Change "terracotta" to "slate" wherever it occurs in the listing below, and reproduce the lines with nothing else altered.

>> BEGIN

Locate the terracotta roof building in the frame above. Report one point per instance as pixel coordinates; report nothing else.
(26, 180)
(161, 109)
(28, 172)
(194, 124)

>> END

** Expected answer **
Locate the slate roof building in the frame above. Report one point per instance as pixel coordinates; report nothing else.
(26, 180)
(161, 109)
(28, 172)
(194, 124)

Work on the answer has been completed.